___ Supplied material

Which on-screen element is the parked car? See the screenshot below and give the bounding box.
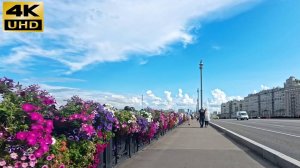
[236,111,249,120]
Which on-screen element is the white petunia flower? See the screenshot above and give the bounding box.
[52,137,56,145]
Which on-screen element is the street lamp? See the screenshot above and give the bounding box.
[197,88,199,112]
[199,60,204,110]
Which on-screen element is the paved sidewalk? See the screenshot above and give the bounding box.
[117,120,276,168]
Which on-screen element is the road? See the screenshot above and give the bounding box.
[212,119,300,162]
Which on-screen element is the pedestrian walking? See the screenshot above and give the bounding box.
[187,113,191,125]
[204,109,210,128]
[199,108,205,128]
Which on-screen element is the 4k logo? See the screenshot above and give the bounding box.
[3,2,44,32]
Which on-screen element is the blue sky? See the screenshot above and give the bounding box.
[1,0,300,111]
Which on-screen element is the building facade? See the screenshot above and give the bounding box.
[221,76,300,118]
[220,100,244,119]
[284,76,300,117]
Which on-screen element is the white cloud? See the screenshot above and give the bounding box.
[164,91,173,109]
[183,94,194,104]
[146,90,166,107]
[164,91,173,103]
[178,89,183,98]
[39,84,143,109]
[261,84,270,90]
[33,84,197,110]
[176,89,196,108]
[146,90,162,101]
[212,45,221,50]
[207,88,242,112]
[211,89,227,105]
[139,60,148,65]
[22,77,86,83]
[0,0,259,74]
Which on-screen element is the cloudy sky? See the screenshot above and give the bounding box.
[1,0,300,112]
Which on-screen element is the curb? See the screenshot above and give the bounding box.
[210,122,300,168]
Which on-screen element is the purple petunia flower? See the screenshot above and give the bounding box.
[106,123,112,131]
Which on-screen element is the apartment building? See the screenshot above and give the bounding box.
[220,100,243,119]
[221,76,300,118]
[285,76,300,117]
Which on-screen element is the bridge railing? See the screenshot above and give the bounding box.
[98,125,177,168]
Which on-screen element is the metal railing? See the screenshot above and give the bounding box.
[98,127,174,168]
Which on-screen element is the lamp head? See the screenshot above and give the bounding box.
[200,60,203,69]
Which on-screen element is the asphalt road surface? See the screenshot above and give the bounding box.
[212,119,300,162]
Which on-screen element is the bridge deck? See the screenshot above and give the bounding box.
[117,120,276,168]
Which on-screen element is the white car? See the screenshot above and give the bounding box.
[236,111,249,120]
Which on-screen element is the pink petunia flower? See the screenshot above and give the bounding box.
[21,162,28,168]
[30,124,43,131]
[41,165,49,168]
[89,114,95,120]
[73,114,79,119]
[14,161,22,167]
[26,136,37,146]
[42,97,55,105]
[97,131,103,138]
[16,132,27,140]
[46,155,52,161]
[34,150,44,158]
[40,144,49,153]
[29,161,36,167]
[81,116,88,121]
[28,154,36,161]
[44,135,52,144]
[45,120,53,128]
[0,160,6,166]
[45,128,53,134]
[10,152,18,159]
[59,164,65,168]
[30,112,43,121]
[21,103,38,113]
[20,156,27,161]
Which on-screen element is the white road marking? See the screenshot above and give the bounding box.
[217,120,300,138]
[243,121,285,127]
[235,119,300,128]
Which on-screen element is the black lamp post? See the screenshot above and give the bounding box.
[199,60,204,110]
[197,88,199,112]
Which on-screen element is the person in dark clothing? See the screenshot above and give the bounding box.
[199,108,205,128]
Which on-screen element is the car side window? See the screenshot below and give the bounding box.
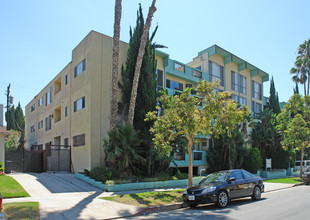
[242,170,253,179]
[230,171,244,180]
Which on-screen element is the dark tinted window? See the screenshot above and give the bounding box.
[230,171,244,180]
[242,170,254,179]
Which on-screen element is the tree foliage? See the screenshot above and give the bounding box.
[277,93,310,177]
[242,148,262,174]
[103,123,145,176]
[146,80,250,187]
[290,39,310,96]
[266,76,281,114]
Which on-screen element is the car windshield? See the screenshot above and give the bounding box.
[199,171,229,184]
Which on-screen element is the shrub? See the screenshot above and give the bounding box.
[89,167,120,183]
[84,169,90,176]
[0,161,4,173]
[242,148,262,174]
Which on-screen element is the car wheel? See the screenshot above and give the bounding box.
[189,204,198,208]
[252,186,261,200]
[217,190,228,208]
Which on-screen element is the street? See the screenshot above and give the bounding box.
[127,185,310,220]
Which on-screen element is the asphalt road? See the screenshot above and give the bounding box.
[127,185,310,220]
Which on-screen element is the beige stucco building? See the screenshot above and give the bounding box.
[25,31,268,174]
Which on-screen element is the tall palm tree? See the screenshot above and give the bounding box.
[110,0,122,130]
[128,0,157,125]
[291,39,310,97]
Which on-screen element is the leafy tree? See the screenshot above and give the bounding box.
[146,80,250,187]
[251,109,282,168]
[110,0,123,130]
[121,4,164,175]
[5,106,16,130]
[103,123,145,176]
[207,129,248,173]
[4,130,21,151]
[242,148,262,174]
[128,0,157,125]
[290,39,310,96]
[277,94,310,177]
[266,76,281,114]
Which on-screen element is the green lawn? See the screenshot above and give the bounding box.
[101,189,185,207]
[264,177,303,184]
[0,175,30,198]
[2,202,40,220]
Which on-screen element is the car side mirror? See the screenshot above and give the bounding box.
[228,177,236,183]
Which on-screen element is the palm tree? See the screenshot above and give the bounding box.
[128,0,157,125]
[110,0,122,130]
[103,123,145,175]
[291,39,310,97]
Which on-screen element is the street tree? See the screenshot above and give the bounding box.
[277,94,310,177]
[266,76,281,114]
[146,80,250,187]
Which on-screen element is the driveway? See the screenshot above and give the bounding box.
[5,172,141,219]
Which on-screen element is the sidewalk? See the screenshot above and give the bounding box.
[3,172,300,220]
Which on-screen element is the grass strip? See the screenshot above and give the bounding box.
[0,175,30,198]
[264,177,303,184]
[2,202,40,220]
[100,189,185,207]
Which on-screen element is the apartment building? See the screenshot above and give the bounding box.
[25,31,268,174]
[158,45,269,175]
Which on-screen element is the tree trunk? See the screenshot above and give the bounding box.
[300,147,304,178]
[187,140,194,188]
[128,0,157,125]
[110,0,122,130]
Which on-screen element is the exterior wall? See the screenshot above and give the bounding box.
[0,134,5,166]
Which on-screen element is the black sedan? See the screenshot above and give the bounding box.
[183,169,264,208]
[302,167,310,185]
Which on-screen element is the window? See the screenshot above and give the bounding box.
[65,74,69,85]
[31,104,35,112]
[46,86,52,106]
[242,170,254,179]
[64,138,69,147]
[156,69,163,89]
[38,120,43,130]
[74,96,85,112]
[31,125,35,133]
[240,75,247,95]
[73,134,85,147]
[230,171,244,180]
[240,97,247,106]
[252,81,262,100]
[74,59,86,77]
[202,141,207,147]
[209,61,224,86]
[166,79,183,91]
[65,106,69,117]
[175,62,185,72]
[38,96,43,107]
[45,116,51,131]
[231,94,239,102]
[196,66,201,70]
[231,71,238,92]
[193,70,202,78]
[252,101,262,116]
[194,151,202,160]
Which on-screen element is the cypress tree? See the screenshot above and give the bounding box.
[267,76,281,114]
[5,105,16,130]
[121,4,159,174]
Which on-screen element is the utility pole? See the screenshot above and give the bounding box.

______

Restate the data above word for word. Do not include the images.

Which on-screen element is the parked car? See the screenshot below and give the bounding box.
[236,111,249,120]
Which on-screen element is the white petunia flower? See the screenshot above and give the bounding box.
[52,137,56,145]
Which on-screen element is the street lamp? See the screenshot above and give the bounding box.
[197,88,199,112]
[199,60,204,110]
Which on-screen element is the paved sidewalk? See the screenshot above and give the bounding box.
[117,120,276,168]
Which on-screen element is the road? See the screenshot above and give the bounding box.
[212,119,300,162]
Which on-screen element is the pedestrian walking? See the screenshot above and give the bounding box.
[187,113,191,125]
[204,109,210,128]
[199,108,205,128]
Which on-screen element is the 4k logo? See the screenshot above and give the bounding box.
[3,2,44,32]
Which on-screen element is the blue sky? See the screenshot above and give the bounding box.
[1,0,300,111]
Which on-screen element is the building facade? See the screenshot above and give the bounding box.
[221,76,300,118]
[220,100,244,119]
[284,76,300,117]
Which on-screen element is the white cloud? See the screenshot above and give the bounding box.
[164,91,173,109]
[183,94,194,104]
[146,90,166,107]
[164,91,173,103]
[178,89,183,98]
[39,84,143,109]
[261,84,270,90]
[33,84,197,110]
[176,89,196,108]
[146,90,162,101]
[212,45,221,50]
[207,88,242,112]
[211,89,227,105]
[139,60,148,65]
[22,77,86,83]
[0,0,259,74]
Which on-screen element is the cloudy sky? See the screenshot above and give the bounding box.
[1,0,300,112]
Which on-screen element is the curb? See the screenshot above and give the bounding box.
[210,122,300,168]
Which on-screen element is the purple petunia flower? See the screenshot above and give the bounding box.
[106,123,112,131]
Which on-screen element is the apartment building? See the screenshot above and give the bounding box.
[220,100,243,119]
[221,76,300,118]
[285,76,300,117]
Which on-screen element is the bridge railing? See the screenshot above and give the bounding box.
[98,125,177,168]
Which on-screen element is the metal railing? See the screenshot above and give the bounding box.
[98,127,174,168]
Which on-screen element is the lamp head? See the screenshot above and give the bounding box.
[200,60,203,69]
Which on-screen element is the asphalt road surface? See the screenshot above and give the bounding box.
[212,119,300,162]
Which on-screen element is the bridge deck? See the screenshot above and give the bounding box.
[117,120,276,168]
Which on-screen element is the white car? See the screenshot above and give the bounding box.
[236,111,249,120]
Which on-screen element is the pink petunia flower? See the screenshot above and give the bounding box.
[21,162,28,168]
[30,124,43,131]
[41,165,49,168]
[89,114,95,120]
[73,114,79,119]
[14,161,22,167]
[26,136,37,146]
[42,97,55,105]
[97,131,103,138]
[16,132,27,140]
[46,155,52,161]
[34,150,44,158]
[40,144,49,153]
[29,161,36,167]
[81,116,88,121]
[28,154,36,161]
[44,135,52,144]
[45,120,53,128]
[0,160,6,166]
[45,128,53,134]
[10,152,18,159]
[59,164,65,168]
[30,112,43,121]
[21,103,38,113]
[20,156,27,161]
Which on-screen element is the white road marking? See the screenshot above and give the bounding box.
[217,120,300,138]
[243,121,285,127]
[235,119,300,128]
Which on-screen element is the black lamp post? See the screenshot above and give the bounding box.
[199,60,204,110]
[197,88,199,112]
Which on-screen element is the person in dark clothing? See the screenshot above and give the bounding box.
[199,108,205,128]
Which on-screen element is the car side window? See the screenshot below and give the bounding box.
[242,170,253,179]
[230,171,244,180]
Which on-screen element is the dark tinted window? See the screenshot above and give the bounding box.
[230,171,244,180]
[242,170,254,179]
Which on-screen element is the tree foliage? See the screenshot above and give the bounding box.
[277,93,310,177]
[242,148,262,174]
[103,123,145,176]
[146,80,250,187]
[290,39,310,96]
[266,76,281,114]
Which on-screen element is the car windshield? See the screenshot above and give the bounding box.
[199,171,229,184]
Which on-screen element is the shrub? See the screenshot above and give the bounding box.
[89,167,120,183]
[84,169,90,176]
[0,161,4,173]
[242,148,262,174]
Which on-screen element is the car wheel? See the screenshot above and give the bounding box.
[189,204,198,208]
[252,186,261,200]
[217,190,228,208]
Which on-screen element is the street? See the screenshot above and give the bounding box.
[127,185,310,220]
Which on-screen element is the asphalt road? See the screenshot above and give the bounding box.
[127,185,310,220]
Which on-screen element is the beige stucco building? See the screenshot above and give the bounding box.
[25,31,268,174]
Which on-screen element is the tall palm tree? See the screenshot above and give the bounding box.
[110,0,122,130]
[128,0,157,125]
[291,39,310,97]
Which on-screen element is the leafy tree? See the screenshot above and give the bounding box.
[146,80,250,187]
[251,109,282,168]
[110,0,123,130]
[121,4,164,175]
[5,106,16,130]
[103,123,145,176]
[207,129,248,173]
[4,130,21,151]
[242,148,262,174]
[128,0,157,125]
[290,39,310,96]
[277,94,310,177]
[266,76,281,114]
Which on-screen element is the green lawn? See the screenshot above and give the bounding box.
[101,189,185,207]
[264,177,303,184]
[0,175,30,198]
[2,202,40,220]
Which on-screen element is the car side mirror? See the screenshot above and give the bounding box.
[228,177,236,183]
Which on-screen element is the palm tree? See the screenshot above and give the bounding box.
[128,0,157,125]
[110,0,122,130]
[103,123,145,175]
[291,39,310,97]
Which on-screen element is the street tree? See the screenshot above and give the bounding box.
[277,94,310,177]
[266,76,281,114]
[146,80,250,187]
Which on-screen element is the driveway? See the screenshot above and give the bounding box.
[5,172,141,219]
Which on-screen element is the sidewalk? See the screenshot above and give the bounding box.
[3,172,300,220]
Which on-screen element is the grass strip? See the screenshot above and give the bounding box.
[0,175,30,198]
[264,177,303,184]
[2,202,40,220]
[100,189,185,207]
Which on-screen element is the apartment building? See the screenshot above and give the bounding box.
[25,31,268,174]
[158,45,269,175]
Which on-screen element is the tree trunk? See the screenshot above and give the bounding box.
[300,147,304,178]
[187,140,194,188]
[128,0,157,125]
[110,0,122,130]
Which on-screen element is the exterior wall? See the screenshot above and give the bounding box.
[0,134,5,166]
Which on-screen element is the black sedan? See the screenshot above and give the bounding box.
[183,169,264,208]
[302,167,310,185]
Which on-screen element is the window? See the screenshot above and give the bounding box.
[65,74,69,85]
[31,104,35,112]
[46,86,52,106]
[242,170,254,179]
[64,138,69,147]
[156,69,163,89]
[38,120,43,130]
[74,96,85,112]
[31,125,35,133]
[240,75,247,95]
[73,134,85,147]
[230,171,244,180]
[240,97,247,106]
[252,81,262,100]
[74,59,86,77]
[202,141,207,147]
[209,61,224,86]
[166,79,183,91]
[65,106,69,117]
[175,62,185,72]
[38,96,43,107]
[45,116,51,131]
[231,94,239,102]
[196,66,201,70]
[231,71,238,92]
[193,70,202,78]
[252,101,262,116]
[194,151,202,160]
Which on-screen element is the cypress tree? See the screenshot above and give the bounding box.
[267,76,281,114]
[5,105,16,130]
[121,4,159,174]
Which on-screen element is the utility pole? See the screenshot above and give the bounding box.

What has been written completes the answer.